EXERCISE TASK
Gather every line from the items below that contains the string "shirt", treating uppercase and lowercase as different.

GIVEN RECORDS

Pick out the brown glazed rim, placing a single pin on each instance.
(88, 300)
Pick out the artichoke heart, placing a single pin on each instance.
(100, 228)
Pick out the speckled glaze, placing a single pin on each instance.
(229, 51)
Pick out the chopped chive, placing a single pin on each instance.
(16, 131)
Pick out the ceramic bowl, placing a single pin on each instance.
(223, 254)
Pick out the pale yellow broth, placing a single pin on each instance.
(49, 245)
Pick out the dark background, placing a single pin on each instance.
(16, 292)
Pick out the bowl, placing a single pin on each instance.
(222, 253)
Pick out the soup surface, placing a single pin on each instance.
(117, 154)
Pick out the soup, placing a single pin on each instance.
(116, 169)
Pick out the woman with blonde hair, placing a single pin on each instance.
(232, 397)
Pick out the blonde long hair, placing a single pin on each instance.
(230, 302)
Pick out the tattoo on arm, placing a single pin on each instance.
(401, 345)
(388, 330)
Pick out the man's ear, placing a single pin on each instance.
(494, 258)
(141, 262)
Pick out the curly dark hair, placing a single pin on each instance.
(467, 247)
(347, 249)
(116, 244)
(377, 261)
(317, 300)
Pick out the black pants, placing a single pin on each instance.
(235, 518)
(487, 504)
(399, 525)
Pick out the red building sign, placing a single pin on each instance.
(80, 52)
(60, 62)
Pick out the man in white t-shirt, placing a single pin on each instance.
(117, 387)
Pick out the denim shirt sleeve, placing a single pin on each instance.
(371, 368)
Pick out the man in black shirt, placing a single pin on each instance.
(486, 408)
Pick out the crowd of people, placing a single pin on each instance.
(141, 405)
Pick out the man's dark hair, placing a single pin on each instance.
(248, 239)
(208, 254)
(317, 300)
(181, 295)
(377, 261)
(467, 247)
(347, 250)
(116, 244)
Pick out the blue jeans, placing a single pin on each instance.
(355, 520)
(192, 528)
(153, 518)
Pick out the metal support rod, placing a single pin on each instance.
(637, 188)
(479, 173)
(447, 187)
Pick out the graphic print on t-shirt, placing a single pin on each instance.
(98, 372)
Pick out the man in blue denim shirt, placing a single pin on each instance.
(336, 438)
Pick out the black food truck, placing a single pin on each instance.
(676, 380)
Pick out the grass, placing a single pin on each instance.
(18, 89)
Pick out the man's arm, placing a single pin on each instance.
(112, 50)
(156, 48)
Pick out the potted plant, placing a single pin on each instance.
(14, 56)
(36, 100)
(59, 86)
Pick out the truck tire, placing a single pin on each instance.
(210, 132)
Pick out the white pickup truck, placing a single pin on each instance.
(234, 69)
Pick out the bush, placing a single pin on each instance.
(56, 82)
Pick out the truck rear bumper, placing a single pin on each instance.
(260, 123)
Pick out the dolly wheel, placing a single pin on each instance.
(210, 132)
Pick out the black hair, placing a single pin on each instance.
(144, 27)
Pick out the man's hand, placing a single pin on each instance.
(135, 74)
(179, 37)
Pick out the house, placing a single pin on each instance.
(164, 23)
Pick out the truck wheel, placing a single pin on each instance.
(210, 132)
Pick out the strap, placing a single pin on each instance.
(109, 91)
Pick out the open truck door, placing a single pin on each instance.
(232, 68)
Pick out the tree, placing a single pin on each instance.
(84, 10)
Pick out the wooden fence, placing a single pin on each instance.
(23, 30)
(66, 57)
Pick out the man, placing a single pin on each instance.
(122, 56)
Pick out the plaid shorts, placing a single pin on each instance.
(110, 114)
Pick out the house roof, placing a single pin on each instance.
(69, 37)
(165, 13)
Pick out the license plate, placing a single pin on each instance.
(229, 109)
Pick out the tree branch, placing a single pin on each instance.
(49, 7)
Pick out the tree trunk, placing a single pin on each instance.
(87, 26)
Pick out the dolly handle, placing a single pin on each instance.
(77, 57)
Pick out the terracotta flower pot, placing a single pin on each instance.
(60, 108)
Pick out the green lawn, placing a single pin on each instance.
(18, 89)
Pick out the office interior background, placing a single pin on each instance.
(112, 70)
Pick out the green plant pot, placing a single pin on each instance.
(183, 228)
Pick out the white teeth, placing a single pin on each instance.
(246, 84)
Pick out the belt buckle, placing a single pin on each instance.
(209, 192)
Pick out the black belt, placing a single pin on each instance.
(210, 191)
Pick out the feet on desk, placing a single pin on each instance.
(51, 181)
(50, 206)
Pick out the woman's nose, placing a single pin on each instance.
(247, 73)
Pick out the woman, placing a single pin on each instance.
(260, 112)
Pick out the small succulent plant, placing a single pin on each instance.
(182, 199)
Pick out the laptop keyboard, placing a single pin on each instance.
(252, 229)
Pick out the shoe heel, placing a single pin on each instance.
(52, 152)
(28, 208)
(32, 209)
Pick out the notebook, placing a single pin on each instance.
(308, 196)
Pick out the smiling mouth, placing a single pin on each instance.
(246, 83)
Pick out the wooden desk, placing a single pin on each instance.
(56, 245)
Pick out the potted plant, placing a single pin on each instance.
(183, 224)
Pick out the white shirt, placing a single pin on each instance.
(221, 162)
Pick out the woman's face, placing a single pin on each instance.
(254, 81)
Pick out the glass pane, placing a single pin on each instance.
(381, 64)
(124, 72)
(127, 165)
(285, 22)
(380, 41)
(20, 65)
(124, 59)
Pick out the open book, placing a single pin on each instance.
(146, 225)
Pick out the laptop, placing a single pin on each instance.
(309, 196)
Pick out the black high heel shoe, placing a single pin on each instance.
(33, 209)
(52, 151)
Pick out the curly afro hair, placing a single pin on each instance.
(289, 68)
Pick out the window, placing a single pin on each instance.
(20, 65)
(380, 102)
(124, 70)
--
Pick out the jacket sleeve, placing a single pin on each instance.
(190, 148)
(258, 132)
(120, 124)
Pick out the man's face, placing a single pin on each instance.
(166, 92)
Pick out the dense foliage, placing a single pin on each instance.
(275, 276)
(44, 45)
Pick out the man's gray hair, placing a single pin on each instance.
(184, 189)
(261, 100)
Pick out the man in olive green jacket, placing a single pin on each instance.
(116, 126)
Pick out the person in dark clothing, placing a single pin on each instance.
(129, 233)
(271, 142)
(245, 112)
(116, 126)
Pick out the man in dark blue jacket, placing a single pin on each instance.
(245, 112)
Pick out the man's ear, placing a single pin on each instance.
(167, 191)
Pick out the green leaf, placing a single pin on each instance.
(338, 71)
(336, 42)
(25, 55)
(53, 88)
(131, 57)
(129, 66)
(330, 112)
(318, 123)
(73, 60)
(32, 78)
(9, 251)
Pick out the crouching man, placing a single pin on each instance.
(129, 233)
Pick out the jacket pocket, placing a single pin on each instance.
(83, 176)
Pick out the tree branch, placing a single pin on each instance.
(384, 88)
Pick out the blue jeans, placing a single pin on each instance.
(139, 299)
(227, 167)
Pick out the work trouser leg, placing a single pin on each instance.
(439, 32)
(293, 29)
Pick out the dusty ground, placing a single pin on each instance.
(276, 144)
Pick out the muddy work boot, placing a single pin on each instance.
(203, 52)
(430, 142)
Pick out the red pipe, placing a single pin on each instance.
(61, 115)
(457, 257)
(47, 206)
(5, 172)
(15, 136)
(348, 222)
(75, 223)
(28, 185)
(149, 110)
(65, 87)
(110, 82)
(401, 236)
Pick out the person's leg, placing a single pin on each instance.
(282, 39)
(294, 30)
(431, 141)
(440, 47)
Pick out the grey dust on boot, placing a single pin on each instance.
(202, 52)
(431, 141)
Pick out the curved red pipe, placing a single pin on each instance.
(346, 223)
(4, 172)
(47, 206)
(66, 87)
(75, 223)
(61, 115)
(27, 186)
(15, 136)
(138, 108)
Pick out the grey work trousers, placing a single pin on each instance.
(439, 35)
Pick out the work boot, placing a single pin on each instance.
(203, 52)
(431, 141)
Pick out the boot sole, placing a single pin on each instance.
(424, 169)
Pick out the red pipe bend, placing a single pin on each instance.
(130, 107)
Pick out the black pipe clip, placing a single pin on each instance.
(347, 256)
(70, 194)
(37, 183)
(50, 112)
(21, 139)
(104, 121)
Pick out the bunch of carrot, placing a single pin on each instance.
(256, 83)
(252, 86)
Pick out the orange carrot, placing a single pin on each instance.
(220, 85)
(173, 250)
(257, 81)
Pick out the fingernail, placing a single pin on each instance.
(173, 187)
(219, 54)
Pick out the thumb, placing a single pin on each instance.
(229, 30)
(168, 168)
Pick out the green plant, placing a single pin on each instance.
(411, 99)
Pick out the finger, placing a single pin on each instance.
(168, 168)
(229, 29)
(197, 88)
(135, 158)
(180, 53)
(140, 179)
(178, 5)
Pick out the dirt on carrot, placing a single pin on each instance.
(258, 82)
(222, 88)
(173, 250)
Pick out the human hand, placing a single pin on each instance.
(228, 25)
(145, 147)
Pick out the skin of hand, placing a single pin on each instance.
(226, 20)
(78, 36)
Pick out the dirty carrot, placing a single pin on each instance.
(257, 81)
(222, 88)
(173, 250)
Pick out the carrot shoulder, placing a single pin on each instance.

WRITTEN RESPONSE
Pick out the man in white t-shirt, placing a single pin on each instance.
Pick out the denim shirt sleeve, placing a single pin on each instance.
Pick out the man in black shirt, placing a single pin on each instance.
Pick out the graphic print on t-shirt, placing a single pin on each instance.
Pick out the man in blue denim shirt, placing a single pin on each instance.
Pick out the white shirt, placing a single pin on each instance.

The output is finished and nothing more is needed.